The records ::
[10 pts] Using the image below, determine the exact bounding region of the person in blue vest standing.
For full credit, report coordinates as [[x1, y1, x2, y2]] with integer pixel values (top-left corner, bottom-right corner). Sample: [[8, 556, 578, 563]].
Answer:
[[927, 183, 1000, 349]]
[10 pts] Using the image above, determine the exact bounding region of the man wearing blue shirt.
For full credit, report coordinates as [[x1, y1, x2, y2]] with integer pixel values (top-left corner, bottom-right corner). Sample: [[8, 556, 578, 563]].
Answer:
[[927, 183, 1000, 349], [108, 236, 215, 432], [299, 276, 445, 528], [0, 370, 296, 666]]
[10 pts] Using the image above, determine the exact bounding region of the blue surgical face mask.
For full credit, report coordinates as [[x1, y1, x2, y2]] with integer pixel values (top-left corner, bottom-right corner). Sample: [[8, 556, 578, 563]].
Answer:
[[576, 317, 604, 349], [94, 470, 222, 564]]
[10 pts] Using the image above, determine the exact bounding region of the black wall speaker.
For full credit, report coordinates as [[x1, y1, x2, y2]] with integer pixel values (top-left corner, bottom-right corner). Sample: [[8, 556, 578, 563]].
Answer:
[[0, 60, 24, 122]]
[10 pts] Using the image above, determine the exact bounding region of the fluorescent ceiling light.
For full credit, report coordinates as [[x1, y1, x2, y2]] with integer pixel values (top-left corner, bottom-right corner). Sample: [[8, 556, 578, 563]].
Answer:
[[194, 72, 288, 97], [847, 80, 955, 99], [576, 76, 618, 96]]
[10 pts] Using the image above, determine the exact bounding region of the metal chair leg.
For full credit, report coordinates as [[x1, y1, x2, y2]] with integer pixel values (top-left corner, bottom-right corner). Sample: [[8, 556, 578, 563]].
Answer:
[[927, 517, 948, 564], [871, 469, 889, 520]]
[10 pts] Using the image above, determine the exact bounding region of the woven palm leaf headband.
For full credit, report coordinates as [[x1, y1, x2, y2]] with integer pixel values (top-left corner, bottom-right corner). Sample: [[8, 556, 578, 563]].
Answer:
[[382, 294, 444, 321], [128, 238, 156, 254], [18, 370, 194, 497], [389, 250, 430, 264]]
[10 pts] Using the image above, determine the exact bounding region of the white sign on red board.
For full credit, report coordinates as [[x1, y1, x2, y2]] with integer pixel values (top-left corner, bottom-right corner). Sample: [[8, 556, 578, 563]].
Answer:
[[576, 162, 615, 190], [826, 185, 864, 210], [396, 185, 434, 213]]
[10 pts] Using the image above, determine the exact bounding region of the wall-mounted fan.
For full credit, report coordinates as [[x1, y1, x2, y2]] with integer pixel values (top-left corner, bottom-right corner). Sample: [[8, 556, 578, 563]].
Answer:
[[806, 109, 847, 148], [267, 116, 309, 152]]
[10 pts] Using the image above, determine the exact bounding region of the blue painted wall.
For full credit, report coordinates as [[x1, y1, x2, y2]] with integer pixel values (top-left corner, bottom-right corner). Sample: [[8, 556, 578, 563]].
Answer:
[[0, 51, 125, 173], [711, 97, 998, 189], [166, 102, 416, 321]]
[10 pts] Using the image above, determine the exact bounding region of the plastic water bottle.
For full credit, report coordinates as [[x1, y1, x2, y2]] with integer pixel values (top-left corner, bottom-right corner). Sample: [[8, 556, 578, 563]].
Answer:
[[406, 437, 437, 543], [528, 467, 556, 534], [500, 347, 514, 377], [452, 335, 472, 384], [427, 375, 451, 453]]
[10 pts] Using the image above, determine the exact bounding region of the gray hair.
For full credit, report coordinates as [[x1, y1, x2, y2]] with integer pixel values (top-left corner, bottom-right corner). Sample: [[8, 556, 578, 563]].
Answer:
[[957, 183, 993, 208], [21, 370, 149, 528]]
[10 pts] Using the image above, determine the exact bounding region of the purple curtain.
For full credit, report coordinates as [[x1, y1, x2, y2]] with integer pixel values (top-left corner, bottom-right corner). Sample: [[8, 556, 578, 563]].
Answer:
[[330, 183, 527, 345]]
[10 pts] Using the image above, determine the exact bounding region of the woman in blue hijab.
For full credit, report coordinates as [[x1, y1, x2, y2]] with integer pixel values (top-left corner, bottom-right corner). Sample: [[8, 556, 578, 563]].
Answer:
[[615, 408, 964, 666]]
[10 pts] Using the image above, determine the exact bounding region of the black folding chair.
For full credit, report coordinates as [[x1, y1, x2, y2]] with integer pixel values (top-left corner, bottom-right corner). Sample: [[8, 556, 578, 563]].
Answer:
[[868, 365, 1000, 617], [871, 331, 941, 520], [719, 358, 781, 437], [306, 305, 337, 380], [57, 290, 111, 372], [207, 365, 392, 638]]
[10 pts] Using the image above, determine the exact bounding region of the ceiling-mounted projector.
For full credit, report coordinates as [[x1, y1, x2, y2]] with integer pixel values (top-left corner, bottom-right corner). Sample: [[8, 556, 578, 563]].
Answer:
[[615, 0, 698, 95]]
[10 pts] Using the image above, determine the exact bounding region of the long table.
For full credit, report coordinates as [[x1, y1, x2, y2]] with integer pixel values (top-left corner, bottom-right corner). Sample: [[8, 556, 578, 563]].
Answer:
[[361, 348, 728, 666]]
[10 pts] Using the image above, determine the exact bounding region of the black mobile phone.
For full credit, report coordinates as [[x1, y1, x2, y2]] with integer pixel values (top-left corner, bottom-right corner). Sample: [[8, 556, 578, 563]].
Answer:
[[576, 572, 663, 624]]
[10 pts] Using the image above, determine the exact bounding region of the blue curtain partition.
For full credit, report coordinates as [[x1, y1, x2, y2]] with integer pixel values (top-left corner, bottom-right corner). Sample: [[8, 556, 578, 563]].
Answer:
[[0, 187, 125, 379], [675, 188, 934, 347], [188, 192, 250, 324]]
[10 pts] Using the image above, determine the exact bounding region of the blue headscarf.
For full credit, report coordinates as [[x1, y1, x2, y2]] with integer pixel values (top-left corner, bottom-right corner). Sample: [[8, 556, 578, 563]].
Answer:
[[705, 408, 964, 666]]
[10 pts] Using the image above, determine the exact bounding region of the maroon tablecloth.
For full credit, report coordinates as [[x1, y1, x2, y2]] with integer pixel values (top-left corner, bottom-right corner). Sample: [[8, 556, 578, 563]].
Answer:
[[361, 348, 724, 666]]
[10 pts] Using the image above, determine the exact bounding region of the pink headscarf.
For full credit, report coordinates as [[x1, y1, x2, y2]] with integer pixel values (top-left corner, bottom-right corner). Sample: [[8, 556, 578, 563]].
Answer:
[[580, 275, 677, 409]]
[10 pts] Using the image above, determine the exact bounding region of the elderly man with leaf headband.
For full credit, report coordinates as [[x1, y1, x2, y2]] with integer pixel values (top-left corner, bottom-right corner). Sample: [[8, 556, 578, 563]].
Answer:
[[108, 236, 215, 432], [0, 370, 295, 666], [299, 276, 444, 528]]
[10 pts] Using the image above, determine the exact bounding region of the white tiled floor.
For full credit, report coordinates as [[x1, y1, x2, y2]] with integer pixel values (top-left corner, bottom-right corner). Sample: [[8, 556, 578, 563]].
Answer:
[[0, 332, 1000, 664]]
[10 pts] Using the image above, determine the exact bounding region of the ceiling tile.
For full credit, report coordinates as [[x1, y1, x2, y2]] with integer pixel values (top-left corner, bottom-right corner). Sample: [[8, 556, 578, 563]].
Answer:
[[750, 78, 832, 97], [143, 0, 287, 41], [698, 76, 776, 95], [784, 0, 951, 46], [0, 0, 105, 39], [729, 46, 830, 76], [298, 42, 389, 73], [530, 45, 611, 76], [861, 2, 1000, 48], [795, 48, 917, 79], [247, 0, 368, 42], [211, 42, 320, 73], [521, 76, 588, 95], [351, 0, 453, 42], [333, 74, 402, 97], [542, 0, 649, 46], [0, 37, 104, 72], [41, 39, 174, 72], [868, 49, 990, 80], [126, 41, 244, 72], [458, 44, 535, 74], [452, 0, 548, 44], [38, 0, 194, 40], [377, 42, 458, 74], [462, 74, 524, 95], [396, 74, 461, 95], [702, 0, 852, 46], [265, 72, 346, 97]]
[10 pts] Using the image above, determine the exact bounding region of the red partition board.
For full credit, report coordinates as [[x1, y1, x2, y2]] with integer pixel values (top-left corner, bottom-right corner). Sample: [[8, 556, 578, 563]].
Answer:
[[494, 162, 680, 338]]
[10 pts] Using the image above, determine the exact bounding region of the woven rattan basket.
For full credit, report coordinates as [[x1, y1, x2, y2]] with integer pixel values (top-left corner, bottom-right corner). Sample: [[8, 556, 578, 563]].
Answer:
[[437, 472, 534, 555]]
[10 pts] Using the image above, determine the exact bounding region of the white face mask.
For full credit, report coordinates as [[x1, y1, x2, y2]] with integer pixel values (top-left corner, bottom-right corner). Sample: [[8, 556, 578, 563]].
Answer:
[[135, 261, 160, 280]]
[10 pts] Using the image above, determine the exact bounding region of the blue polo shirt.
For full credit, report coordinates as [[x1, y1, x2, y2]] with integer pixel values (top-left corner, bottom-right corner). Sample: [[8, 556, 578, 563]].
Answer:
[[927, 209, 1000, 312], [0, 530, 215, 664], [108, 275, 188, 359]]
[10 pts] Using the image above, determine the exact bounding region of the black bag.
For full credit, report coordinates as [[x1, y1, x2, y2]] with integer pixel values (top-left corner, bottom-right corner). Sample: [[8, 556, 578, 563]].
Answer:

Request ::
Please update the part of the listing that opens with the line containing "wearing blue shirt." and closes with the line containing "[[576, 317, 604, 349], [94, 470, 222, 564]]" by changing "bounding region" to "bounding box" and leaving everything else as it is. Return only those lines.

Task answer ::
[10 pts] Using the image above, determine the exact bounding box of the man wearing blue shirt.
For full credit, report coordinates as [[x1, y1, x2, y2]] with integer pixel values (top-left corner, bottom-right corner). Sample: [[8, 556, 578, 563]].
Answer:
[[927, 183, 1000, 349], [108, 236, 215, 432], [299, 276, 445, 528], [0, 370, 296, 666]]
[10 pts] Using the image above, determine the exact bounding box of the blue surgical face mask.
For full credit, report coordinates as [[x1, y1, x2, y2]] with integer pixel values (top-left corner, bottom-right corner). Sample: [[8, 556, 578, 563]].
Answer:
[[576, 317, 604, 349], [94, 470, 222, 564]]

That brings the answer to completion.